> [AIM]:
Recast the stretch of material from the line containing "of the snowy" through the line containing "[0,580,1345,896]" as a JSON list of strings, with one string per line and blank lines omitted. Leave the pictures out of the list.

> [AVAILABLE DATA]:
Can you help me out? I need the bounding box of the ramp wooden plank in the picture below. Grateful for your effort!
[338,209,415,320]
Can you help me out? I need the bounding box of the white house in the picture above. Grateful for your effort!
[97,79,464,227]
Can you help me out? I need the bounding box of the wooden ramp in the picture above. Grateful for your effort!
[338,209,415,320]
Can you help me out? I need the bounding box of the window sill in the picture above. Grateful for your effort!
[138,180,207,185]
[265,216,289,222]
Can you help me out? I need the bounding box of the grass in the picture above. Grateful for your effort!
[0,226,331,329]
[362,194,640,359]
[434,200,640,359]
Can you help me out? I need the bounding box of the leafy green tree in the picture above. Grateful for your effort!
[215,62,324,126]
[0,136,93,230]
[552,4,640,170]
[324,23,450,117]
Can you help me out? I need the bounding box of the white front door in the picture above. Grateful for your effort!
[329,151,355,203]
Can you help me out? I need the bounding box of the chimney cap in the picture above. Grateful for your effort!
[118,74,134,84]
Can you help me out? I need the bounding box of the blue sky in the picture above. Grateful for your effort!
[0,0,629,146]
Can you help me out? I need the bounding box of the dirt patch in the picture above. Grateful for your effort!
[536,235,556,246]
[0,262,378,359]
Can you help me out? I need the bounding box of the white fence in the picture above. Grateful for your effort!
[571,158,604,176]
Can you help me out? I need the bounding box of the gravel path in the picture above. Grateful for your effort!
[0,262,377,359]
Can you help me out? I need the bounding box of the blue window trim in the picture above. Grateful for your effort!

* * *

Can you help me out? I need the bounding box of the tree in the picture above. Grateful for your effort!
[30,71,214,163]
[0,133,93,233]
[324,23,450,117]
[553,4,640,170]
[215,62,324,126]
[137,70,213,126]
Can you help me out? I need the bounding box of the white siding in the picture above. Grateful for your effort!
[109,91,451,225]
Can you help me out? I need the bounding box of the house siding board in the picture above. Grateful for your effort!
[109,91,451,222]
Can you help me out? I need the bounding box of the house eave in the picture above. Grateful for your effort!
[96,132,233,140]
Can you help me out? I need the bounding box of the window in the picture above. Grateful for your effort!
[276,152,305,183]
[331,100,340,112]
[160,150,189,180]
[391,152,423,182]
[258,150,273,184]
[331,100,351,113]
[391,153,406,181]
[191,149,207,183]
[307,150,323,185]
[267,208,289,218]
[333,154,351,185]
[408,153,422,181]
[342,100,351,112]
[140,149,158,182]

--

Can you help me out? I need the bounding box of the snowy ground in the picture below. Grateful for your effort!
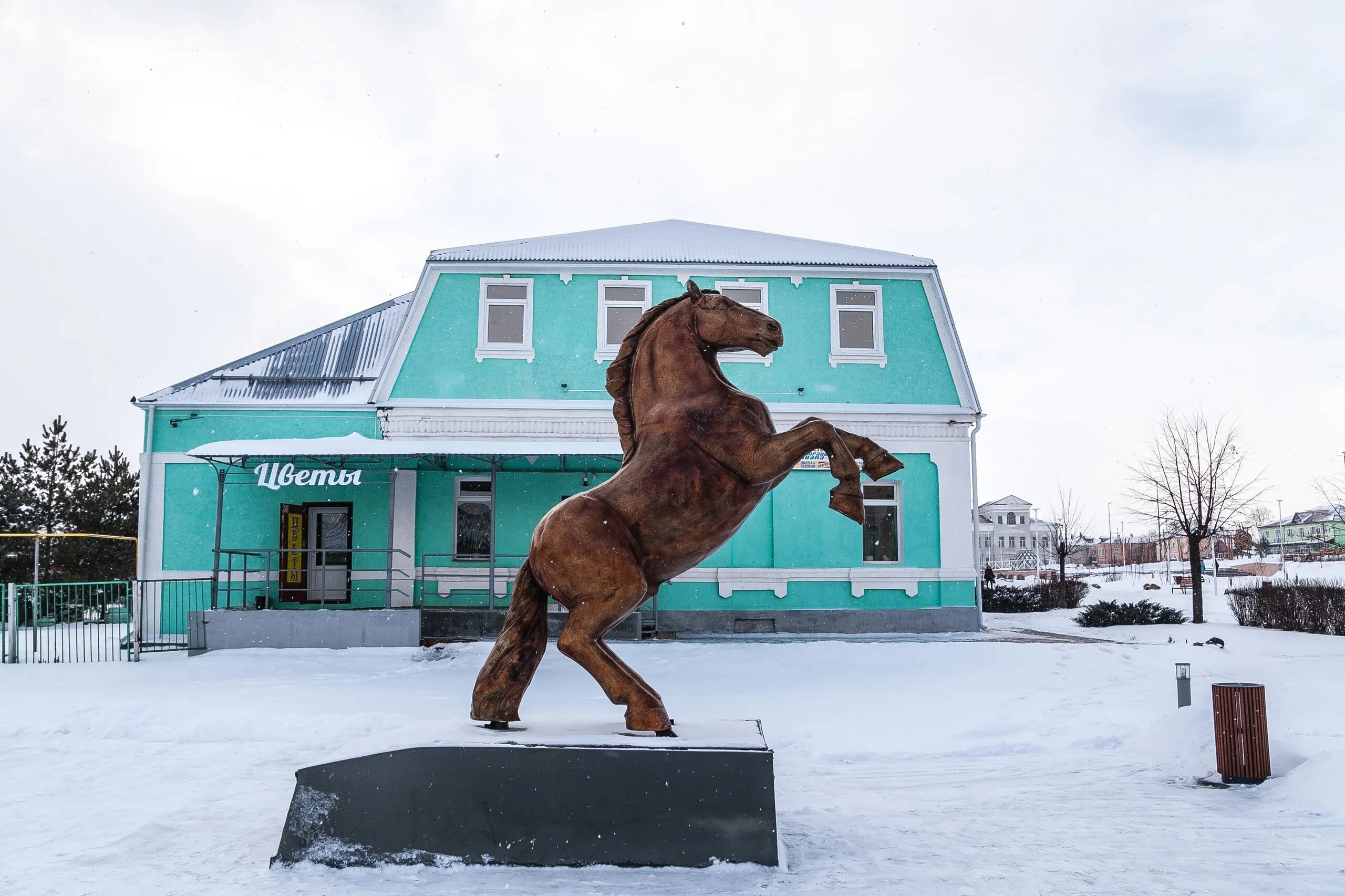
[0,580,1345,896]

> [ANSWER FOR THIS EXERCISE]:
[
  "Can you help me out? I need the bounding box of the snowy ground in the picture below. Grateful for your effort!",
  "[0,580,1345,896]"
]